**Exercise description**:
Format the data below as a numbered list, one line per item, omitting blank lines and leaving the pictures out of the answer.

**Task data**:
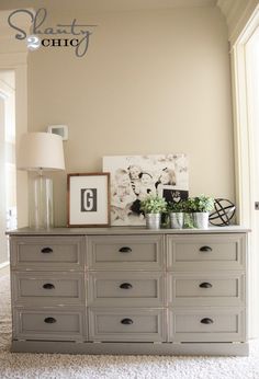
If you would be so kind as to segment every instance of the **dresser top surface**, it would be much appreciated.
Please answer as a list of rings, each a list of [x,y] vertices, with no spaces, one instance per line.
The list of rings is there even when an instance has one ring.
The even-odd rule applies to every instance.
[[[247,233],[249,229],[240,226],[210,227],[209,229],[146,229],[146,227],[110,227],[110,228],[20,228],[9,230],[8,236],[116,236],[116,234],[207,234],[207,233]]]

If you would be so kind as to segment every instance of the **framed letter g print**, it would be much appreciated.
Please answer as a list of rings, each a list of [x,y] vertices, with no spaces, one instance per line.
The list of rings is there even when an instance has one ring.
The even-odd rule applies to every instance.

**Problem solution**:
1. If you would be so kind as to segment every instance of the **dresser top surface**, it would be much appreciated.
2. Please answer as a list of rings, each a list of [x,y] vertices, with no spaces, one instance per line.
3. The list of rings is there even when an instance has one ring.
4. The even-odd rule applies to every instance.
5. [[[247,233],[249,229],[240,226],[210,227],[209,229],[146,229],[146,227],[110,227],[110,228],[20,228],[9,230],[8,236],[116,236],[116,234],[207,234],[207,233]]]
6. If you would be so kind as to segment every instance of the **framed letter g print**, it would be much appreciated.
7. Please answer as a list of rings, each a list of [x,y] vertices, with no spaces, one instance per line.
8. The list of rings is there even when an instance has one ring.
9. The even-odd rule applies to every instance.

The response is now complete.